**Work to do:**
1) According to the passage on world government, how many years did the Berlin Wall last before it was torn down?
2) Pick up the passage on world government after its final sentence and carry it forward.

**Passage to read:**
╭──

First, it is very hard to envisage how government on this scale could possibly be democratic. It would clearly have to work through elected representatives, each representing millions of people, and so ordinary citizens would have virtually no opportunity to influence or control the government itself. The thrust of my argument in this chapter is that democracy works best on a small scale: the city-state was probably its ideal site, and the nation-state’s great achievement has been to simulate the intimacy of the city by its use of the mass media, giving people at least a sense that they are involved in, and able to influence, political affairs. But world government would appear a distant and alien body, as even, on a much smaller scale, the European Union does to many people today. And the issue of trust, highlighted earlier, would emerge with all its force: why would I regard as legitimate decisions taken by a majority drawn from communities with which I feel myself to have little in common?

Second, there is a real risk that a world government might become tyrannical, and if that were to happen there would be no sanctuary in which individuals could take refuge. In a world of states, a clear sign of bad government is a government that has to build walls and fences to keep its people captive, and where alternatives exist the walls and fences cannot be kept up indefinitely (the Berlin Wall, built to prevent the people of East Germany escaping to the West, lasted for 28 years before it was torn down block by block in 1989). Despotic governments are kept in check, at least to some degree, by the possibility of people escaping to places where they can live in greater freedom and security. But there would be no such check if world government became a reality.

╰──

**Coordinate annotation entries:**
╭──

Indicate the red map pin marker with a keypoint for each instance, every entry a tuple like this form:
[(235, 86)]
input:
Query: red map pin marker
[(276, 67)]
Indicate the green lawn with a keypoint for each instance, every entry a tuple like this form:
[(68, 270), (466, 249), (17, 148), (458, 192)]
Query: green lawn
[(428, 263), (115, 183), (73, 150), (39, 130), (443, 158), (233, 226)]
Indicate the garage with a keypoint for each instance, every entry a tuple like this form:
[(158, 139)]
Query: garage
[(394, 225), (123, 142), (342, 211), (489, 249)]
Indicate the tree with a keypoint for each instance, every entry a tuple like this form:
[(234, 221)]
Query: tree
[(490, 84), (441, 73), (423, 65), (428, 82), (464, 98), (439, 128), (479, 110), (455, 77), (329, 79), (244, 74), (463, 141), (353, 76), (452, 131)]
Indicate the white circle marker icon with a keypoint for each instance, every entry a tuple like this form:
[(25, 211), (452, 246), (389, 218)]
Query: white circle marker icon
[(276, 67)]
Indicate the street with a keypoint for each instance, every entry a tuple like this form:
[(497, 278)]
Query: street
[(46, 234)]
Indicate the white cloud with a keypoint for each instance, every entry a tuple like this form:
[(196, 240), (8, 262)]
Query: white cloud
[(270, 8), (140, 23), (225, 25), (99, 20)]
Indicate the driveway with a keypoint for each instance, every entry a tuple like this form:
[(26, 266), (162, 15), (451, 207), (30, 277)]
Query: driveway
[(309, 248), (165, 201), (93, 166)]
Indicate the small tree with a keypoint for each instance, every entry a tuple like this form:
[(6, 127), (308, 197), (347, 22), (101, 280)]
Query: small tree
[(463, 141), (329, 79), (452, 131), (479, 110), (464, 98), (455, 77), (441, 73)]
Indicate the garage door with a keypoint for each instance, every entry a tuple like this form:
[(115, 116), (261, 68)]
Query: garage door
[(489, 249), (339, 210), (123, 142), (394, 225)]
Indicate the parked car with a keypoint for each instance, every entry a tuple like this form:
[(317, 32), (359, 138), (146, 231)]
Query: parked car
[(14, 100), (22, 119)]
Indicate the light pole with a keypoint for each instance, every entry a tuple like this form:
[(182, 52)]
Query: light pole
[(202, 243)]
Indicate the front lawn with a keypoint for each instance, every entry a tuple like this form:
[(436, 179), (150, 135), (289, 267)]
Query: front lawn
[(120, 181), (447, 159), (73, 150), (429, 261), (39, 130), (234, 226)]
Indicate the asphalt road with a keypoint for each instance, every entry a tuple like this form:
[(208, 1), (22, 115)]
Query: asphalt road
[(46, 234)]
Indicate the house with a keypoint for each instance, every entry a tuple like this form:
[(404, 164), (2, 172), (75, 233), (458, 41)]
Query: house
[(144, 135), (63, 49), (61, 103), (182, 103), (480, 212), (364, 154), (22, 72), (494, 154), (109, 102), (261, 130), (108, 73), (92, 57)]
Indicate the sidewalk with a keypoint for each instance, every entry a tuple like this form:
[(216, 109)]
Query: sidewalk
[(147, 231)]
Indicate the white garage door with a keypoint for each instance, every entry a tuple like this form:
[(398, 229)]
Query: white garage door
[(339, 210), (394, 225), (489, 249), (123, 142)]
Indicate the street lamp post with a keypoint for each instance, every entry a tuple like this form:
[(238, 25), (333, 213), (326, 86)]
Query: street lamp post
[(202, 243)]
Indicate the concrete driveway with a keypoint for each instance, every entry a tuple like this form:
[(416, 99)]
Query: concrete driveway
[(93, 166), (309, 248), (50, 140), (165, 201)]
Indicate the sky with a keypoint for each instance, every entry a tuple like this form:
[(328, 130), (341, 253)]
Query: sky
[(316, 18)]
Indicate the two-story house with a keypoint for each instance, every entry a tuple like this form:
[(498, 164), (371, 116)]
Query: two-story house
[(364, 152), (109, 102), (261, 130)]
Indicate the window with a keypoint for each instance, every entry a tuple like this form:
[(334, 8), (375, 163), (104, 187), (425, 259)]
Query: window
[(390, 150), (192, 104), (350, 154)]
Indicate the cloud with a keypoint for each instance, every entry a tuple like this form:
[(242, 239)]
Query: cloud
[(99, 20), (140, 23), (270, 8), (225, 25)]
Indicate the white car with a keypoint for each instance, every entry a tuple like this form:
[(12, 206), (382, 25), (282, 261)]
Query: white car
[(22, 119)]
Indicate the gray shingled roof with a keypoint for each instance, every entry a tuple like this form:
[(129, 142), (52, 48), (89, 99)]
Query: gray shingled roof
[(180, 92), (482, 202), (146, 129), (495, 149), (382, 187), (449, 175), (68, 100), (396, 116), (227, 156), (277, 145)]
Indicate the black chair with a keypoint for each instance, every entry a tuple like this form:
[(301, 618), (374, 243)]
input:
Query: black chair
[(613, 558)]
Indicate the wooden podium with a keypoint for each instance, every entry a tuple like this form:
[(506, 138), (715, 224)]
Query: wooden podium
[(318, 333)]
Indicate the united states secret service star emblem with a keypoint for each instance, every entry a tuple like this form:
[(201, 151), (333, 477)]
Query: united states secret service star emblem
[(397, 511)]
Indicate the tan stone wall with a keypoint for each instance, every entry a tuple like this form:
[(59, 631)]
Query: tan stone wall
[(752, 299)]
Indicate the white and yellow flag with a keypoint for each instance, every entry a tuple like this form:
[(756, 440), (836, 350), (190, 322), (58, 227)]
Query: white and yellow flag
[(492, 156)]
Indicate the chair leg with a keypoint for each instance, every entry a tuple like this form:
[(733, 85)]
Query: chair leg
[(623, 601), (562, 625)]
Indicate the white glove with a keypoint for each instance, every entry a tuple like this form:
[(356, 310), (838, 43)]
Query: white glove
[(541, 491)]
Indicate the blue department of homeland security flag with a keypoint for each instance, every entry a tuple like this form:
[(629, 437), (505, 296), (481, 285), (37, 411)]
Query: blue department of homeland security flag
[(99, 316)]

╰──

**In response:**
1) 28 years.

2)
Finally, if increasing cultural diversity is currently posing problems for many nation-states, the problems would be far deeper for a world government that had to embrace the major civilizations that exist today, each of which would aim to see its values and beliefs reflected in public policy. Indeed there are only two circumstances in which such a proposal would seem at all feasible. One would be the emergence of a common global culture that engulfed present-day cultural differences, presumably one based on mass-market consumerism — the so-called ‘McWorld’ scenario, where everywhere turns into a kind of giant American shopping mall. The other would be a wholesale privatization of culture, so that although different groups in different places pursued their own cultural values, there would be no expectation that government should take these cultural values into account (think, by way of analogy, of a society in which there are no state churches, only churches built and funded by their own congregations). This is perhaps more plausible (and less offputting) than the first scenario. Yet one of the fiercest divisions in today’s world is between those who are willing to see culture (and especially religion) privatized in this way, and those who insist that government policy should be based on their preferred cultural values.


17. Resisting globalization, US-style: Latvia 1996.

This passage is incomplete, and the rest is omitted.